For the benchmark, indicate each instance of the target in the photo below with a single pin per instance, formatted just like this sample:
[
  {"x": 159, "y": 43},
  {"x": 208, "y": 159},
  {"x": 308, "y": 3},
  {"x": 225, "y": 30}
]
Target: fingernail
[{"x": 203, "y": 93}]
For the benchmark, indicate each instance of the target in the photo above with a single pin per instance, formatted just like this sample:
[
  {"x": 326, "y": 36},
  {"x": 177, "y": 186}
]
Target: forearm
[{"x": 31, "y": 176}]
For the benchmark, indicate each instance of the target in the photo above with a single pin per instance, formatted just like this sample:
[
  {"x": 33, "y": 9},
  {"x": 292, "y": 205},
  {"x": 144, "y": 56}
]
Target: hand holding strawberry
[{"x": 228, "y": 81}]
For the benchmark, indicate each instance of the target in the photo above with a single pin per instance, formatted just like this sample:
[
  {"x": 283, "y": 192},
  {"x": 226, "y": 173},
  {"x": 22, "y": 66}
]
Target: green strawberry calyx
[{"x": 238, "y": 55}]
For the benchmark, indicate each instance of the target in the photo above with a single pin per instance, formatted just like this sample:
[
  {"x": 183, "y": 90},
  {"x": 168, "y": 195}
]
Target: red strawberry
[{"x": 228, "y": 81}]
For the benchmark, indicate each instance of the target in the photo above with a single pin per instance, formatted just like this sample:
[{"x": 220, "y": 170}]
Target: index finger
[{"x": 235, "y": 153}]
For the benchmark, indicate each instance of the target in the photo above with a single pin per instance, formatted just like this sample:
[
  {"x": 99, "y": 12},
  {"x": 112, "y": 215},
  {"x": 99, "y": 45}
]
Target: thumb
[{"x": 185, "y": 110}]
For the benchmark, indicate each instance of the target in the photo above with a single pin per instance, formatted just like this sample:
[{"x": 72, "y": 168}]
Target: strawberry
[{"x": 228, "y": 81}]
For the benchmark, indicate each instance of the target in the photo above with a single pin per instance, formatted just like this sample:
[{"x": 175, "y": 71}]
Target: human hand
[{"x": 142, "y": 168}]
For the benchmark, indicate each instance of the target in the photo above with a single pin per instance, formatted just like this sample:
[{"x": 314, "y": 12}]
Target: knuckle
========
◆ WHAT IS BEING ASKED:
List every line of the rows above that contains the string "hand", treating uppercase and lowercase as different.

◆ ANSWER TO THIS PROBLEM:
Target: hand holding strawberry
Target: human hand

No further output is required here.